Flattened Image Trees (FIT) are a cornerstone of modern U-Boot booting, offering a flexible way to package kernels, device trees, ramdisks, and firmware. However, the code responsible for printing information about these images—the output you see when running mkimage -l or iminfo—has been around for a long time.
As with any legacy code, it had become difficult to maintain. It lacked unit tests, relied on ad-hoc printing logic, and was cluttered within the massive boot/image-fit.c file.
This week, I submitted a 30-patch series titled “fit: Improve and test the code to print FIT info” to address these issues. Here is a look at what changed and why.
The Problem: Spaghetti Printing
Previously, the logic for printing FIT details was scattered. Functions manually handled indentation strings, and there were inconsistent printf calls for every property. If we wanted to change how a property was displayed or correct alignment, we had to touch multiple places in the code. Furthermore, there was no safety net; modifying the printing logic risked breaking the output parsing for users or scripts.

——————

- _Task instructions_:
**A)** According to the post about FIT printing code, how many patches were in the series submitted this week?
**B)** In the post about FIT printing code, rewrite the passage from "This week, I" up to and including "users or scripts.", substituting "fallback" for "safety net".

- _Dataset content_:
——————

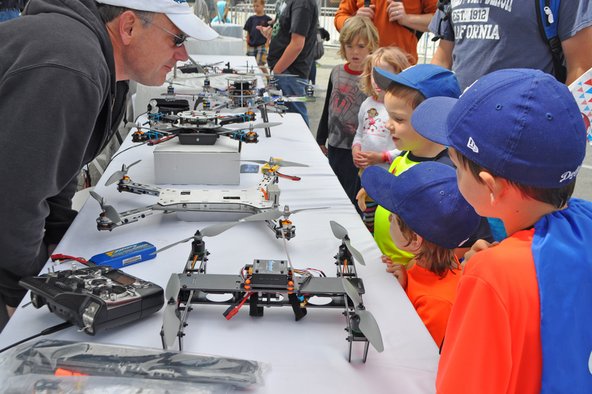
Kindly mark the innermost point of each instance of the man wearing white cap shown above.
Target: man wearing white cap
(63, 82)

——————

- _Answers per task_:
**A)** 30 patches.

**B)**
This week, I submitted a 30-patch series titled “fit: Improve and test the code to print FIT info” to address these issues. Here is a look at what changed and why.
The Problem: Spaghetti Printing
Previously, the logic for printing FIT details was scattered. Functions manually handled indentation strings, and there were inconsistent printf calls for every property. If we wanted to change how a property was displayed or correct alignment, we had to touch multiple places in the code. Furthermore, there was no fallback; modifying the printing logic risked breaking the output parsing for users or scripts.